Description of the task:
Output each entry that follows exactly. Images stay out.

Raw data:
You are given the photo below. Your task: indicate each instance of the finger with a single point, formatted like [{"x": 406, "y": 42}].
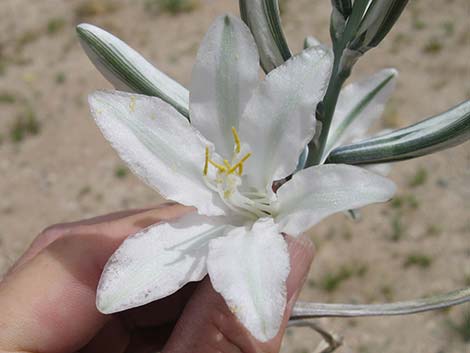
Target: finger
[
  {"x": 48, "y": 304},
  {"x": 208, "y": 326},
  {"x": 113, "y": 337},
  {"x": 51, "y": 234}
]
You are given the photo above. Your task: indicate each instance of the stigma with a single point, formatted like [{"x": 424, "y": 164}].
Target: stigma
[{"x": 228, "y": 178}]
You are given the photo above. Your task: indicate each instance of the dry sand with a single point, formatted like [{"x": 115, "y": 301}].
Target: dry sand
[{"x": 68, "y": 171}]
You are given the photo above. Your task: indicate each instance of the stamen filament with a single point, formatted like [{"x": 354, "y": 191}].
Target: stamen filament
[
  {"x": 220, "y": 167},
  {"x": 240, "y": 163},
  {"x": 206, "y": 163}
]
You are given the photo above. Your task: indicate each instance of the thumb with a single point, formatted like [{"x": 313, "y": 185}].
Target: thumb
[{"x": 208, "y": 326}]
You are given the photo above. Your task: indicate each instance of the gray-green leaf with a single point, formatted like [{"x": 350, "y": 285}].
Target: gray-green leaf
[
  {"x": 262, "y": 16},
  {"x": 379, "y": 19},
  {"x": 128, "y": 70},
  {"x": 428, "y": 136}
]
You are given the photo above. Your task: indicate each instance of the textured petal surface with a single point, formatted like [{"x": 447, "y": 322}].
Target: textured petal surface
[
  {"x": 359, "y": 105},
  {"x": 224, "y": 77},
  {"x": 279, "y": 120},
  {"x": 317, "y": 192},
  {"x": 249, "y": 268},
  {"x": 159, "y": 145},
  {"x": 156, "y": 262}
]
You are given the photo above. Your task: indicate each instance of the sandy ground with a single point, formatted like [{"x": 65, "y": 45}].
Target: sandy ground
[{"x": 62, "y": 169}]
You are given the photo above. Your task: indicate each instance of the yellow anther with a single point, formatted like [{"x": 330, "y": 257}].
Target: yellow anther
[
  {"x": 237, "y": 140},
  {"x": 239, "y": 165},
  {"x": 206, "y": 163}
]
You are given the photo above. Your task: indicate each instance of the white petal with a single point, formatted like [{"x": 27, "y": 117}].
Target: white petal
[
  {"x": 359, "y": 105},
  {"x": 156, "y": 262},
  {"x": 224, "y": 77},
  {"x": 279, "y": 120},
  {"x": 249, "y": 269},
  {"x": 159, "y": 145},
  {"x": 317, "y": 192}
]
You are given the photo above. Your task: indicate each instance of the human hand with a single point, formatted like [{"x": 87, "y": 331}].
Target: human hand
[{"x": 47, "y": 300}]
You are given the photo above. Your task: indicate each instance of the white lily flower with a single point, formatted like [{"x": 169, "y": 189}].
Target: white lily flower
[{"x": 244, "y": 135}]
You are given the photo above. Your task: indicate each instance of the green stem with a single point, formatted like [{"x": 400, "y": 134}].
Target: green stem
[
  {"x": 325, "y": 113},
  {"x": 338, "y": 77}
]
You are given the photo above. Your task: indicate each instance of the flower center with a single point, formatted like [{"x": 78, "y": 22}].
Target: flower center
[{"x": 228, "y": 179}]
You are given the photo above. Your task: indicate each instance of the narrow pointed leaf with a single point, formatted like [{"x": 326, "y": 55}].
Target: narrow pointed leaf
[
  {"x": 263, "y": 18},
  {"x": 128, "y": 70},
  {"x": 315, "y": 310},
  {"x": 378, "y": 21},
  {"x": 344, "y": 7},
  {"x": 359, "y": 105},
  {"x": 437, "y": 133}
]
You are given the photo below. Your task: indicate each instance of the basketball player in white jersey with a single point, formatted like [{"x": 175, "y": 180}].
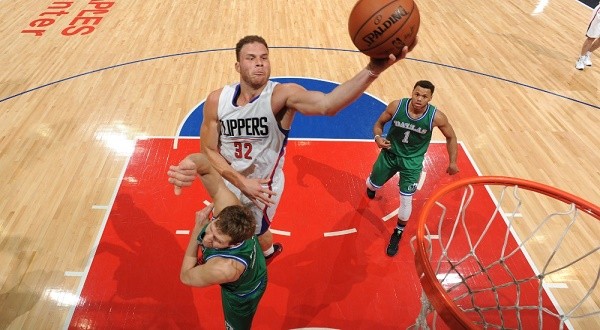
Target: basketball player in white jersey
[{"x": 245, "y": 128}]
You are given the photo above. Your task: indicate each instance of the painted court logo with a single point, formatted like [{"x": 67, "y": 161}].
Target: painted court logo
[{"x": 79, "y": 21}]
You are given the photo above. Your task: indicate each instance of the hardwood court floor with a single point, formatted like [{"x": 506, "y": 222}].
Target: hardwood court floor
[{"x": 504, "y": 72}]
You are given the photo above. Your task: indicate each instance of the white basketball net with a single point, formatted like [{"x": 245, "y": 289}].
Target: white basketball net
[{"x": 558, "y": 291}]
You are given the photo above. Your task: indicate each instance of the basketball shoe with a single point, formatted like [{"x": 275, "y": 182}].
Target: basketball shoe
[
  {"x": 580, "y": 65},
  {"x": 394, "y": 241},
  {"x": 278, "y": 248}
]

Task response:
You are given the photo below. Your task: indicate each instance of the finger with a single point, formatted like [{"x": 406, "y": 42}].
Target: finger
[
  {"x": 48, "y": 304},
  {"x": 208, "y": 326},
  {"x": 113, "y": 337},
  {"x": 51, "y": 234}
]
You are given the photo above. Your task: indicate each instance of the stigma with a single point, formatted like [{"x": 424, "y": 164}].
Target: stigma
[{"x": 228, "y": 178}]
You are given the photo above. Your task: indicate each instance of the dry sand with a single point, formatted like [{"x": 115, "y": 301}].
Target: dry sand
[{"x": 68, "y": 171}]
You are given the photo above. Your task: indicate each instance of the stamen filament with a single point, formatted like [{"x": 354, "y": 191}].
Target: stamen filament
[
  {"x": 220, "y": 167},
  {"x": 240, "y": 163},
  {"x": 206, "y": 163}
]
You are given the photo above. Your task: indicate each instance of the thumb with a single point, formatted like [{"x": 313, "y": 185}].
Target: thumb
[{"x": 208, "y": 326}]
You are given the photo above. Your task: indicate each instance of the gray-green leaf with a single point, formatted like [{"x": 350, "y": 285}].
Target: gray-green leaf
[
  {"x": 262, "y": 16},
  {"x": 379, "y": 19},
  {"x": 128, "y": 70},
  {"x": 428, "y": 136}
]
You are given the photo above. Your task: indicate each instance of the textured petal surface with a single point, formatted like [{"x": 447, "y": 322}].
Target: textured petal surface
[
  {"x": 359, "y": 105},
  {"x": 224, "y": 77},
  {"x": 279, "y": 120},
  {"x": 317, "y": 192},
  {"x": 249, "y": 268},
  {"x": 159, "y": 145},
  {"x": 156, "y": 262}
]
You are given the photo above. Your task: indicate each instance of the sandy ground with a single point, formatted like [{"x": 65, "y": 45}].
Target: sandy ground
[{"x": 62, "y": 169}]
You are given the photo above. Your task: indicate each instance of the yellow anther with a single point, formatted like [{"x": 330, "y": 257}].
Target: yellow anther
[
  {"x": 237, "y": 140},
  {"x": 239, "y": 165},
  {"x": 206, "y": 163}
]
You are given the photo above. Your task: indicate each instance of the white petal with a single point, formatted like [{"x": 27, "y": 117}].
Target: white petal
[
  {"x": 359, "y": 105},
  {"x": 156, "y": 262},
  {"x": 224, "y": 77},
  {"x": 279, "y": 120},
  {"x": 249, "y": 269},
  {"x": 159, "y": 145},
  {"x": 317, "y": 192}
]
You are given the photo above. Your task: indicate each instance of the human hand with a single point, formatted like [{"x": 87, "y": 331}].
Target: human hand
[{"x": 47, "y": 300}]
You are given the photo above. Your task: indicate each instance of the white lily flower with a single point, formatted like [{"x": 169, "y": 189}].
Target: white lily flower
[{"x": 244, "y": 135}]
You are given the photo above. Your task: indicate each instance of the green stem with a single point, formatted like [{"x": 400, "y": 134}].
Target: green stem
[
  {"x": 325, "y": 113},
  {"x": 338, "y": 77}
]
You are given the photo above. Your task: indicate each instance of the flower center with a single point, formatted like [{"x": 78, "y": 22}].
Target: flower center
[{"x": 228, "y": 179}]
You are given the photo above. Your task: indicate each instance of the narrow pointed leaf with a single point, formatted like [{"x": 326, "y": 55}].
Target: narrow pointed leaf
[
  {"x": 263, "y": 18},
  {"x": 128, "y": 70},
  {"x": 315, "y": 310},
  {"x": 378, "y": 21},
  {"x": 344, "y": 7},
  {"x": 359, "y": 105},
  {"x": 437, "y": 133}
]
You are given the photo below. Your task: indicate each instance of the basketball player in white jersey with a single point, formatted like [{"x": 175, "y": 180}].
Target: basketball player in white jersey
[{"x": 245, "y": 128}]
You are given the photo above. Your task: indicate each instance of the painted court logo with a single point, formatted like [{"x": 67, "y": 161}].
Target: painted court logo
[{"x": 79, "y": 21}]
You are given the photo above. Your task: indicate each instance of the hardwood court floor with a single point, formatted like [{"x": 506, "y": 222}].
Target: hardwood court floor
[{"x": 504, "y": 72}]
You are given the photo above. Your task: indicate each instance of the white basketball net with a single point, formatted like [{"x": 245, "y": 289}].
Target: white basketball net
[{"x": 558, "y": 291}]
You are given the photo above. Your task: indicate each instance of the basketball shoe with a single point, formatted like [{"x": 275, "y": 182}].
Target: basketball shoe
[
  {"x": 580, "y": 65},
  {"x": 394, "y": 241},
  {"x": 278, "y": 248}
]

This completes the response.